Repeat each entry as written, dropping any picture you find.
[DATA LISTING Boundary: Start]
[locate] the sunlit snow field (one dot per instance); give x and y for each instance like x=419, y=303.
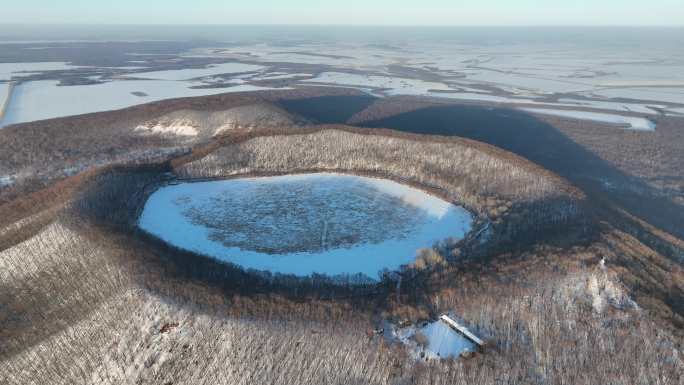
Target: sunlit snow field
x=620, y=72
x=325, y=223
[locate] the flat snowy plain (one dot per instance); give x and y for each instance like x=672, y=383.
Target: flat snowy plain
x=324, y=223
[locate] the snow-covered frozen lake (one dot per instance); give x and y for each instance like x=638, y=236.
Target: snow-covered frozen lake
x=628, y=122
x=324, y=223
x=44, y=99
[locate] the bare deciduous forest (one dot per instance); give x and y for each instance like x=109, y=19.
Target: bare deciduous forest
x=560, y=294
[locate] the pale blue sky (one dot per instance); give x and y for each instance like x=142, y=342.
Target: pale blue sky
x=377, y=12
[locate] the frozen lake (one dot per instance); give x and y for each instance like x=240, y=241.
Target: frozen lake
x=44, y=99
x=325, y=223
x=628, y=122
x=193, y=73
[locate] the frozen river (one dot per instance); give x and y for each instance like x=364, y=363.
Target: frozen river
x=323, y=223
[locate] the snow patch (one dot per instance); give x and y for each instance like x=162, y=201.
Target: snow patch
x=629, y=122
x=177, y=127
x=433, y=340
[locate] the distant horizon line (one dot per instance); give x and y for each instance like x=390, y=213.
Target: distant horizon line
x=343, y=25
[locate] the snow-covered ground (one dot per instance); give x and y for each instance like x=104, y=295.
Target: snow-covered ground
x=629, y=122
x=45, y=99
x=442, y=340
x=324, y=223
x=193, y=73
x=394, y=85
x=10, y=70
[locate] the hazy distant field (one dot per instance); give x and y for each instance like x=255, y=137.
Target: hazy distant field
x=581, y=69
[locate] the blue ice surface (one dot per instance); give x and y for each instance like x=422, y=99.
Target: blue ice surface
x=163, y=217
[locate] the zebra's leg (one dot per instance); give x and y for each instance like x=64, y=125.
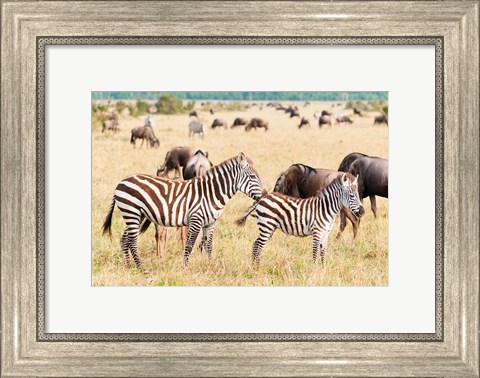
[DATA LISTING Boundary: End]
# WORKED SOLUTION
[locate] the sunlit snow field (one dot per instance); give x and y for each instance like x=419, y=303.
Target: sunlit snow field
x=620, y=72
x=325, y=223
[locate] the flat snowy plain (one dot per instance); give x and y for each instance like x=672, y=383.
Target: flat snowy plain
x=324, y=223
[locate] the snow-covered frozen lake (one dot per instance); give x and y for each instance like x=638, y=236.
Target: snow-covered frozen lake
x=628, y=122
x=324, y=223
x=44, y=99
[locate] the bare deciduous forest (one dot per instance); give x and y for each instance like x=109, y=19.
Target: bare deciduous forest
x=560, y=294
[locate] the pale blue sky (one dot per instance); give x and y for each instance like x=142, y=342.
Target: pale blue sky
x=377, y=12
[locate] the frozen lake (one dot per instance); give x and y for each instance like x=240, y=241.
Target: frozen lake
x=44, y=99
x=325, y=223
x=628, y=122
x=193, y=73
[locate] the frozen river (one dot per instance); give x and y for each instance like x=364, y=363.
Target: frozen river
x=323, y=223
[locate] the snow patch (one dot per instance); give x and y for each instance like x=162, y=201.
Target: snow patch
x=629, y=122
x=177, y=127
x=433, y=340
[locate] the distant horizon line (one dot per instance); give x and y for each instance like x=390, y=213.
Target: distant horizon line
x=343, y=25
[locate] the snow-covered ground (one dot per instance); give x and y for each instance like x=104, y=295.
Target: snow-covered ground
x=629, y=122
x=45, y=99
x=442, y=340
x=324, y=223
x=193, y=73
x=394, y=85
x=10, y=70
[locate] the hazy distant field (one dot per instance); give x and y for each instance like x=255, y=137.
Target: hazy distant field
x=581, y=69
[locate] the blue ice surface (one dot per instance); give x and y for each instance like x=422, y=99.
Target: blue ice surface
x=163, y=217
[locate] the zebra's leg (one dot per instance); give x and y for each instance like x=64, y=125.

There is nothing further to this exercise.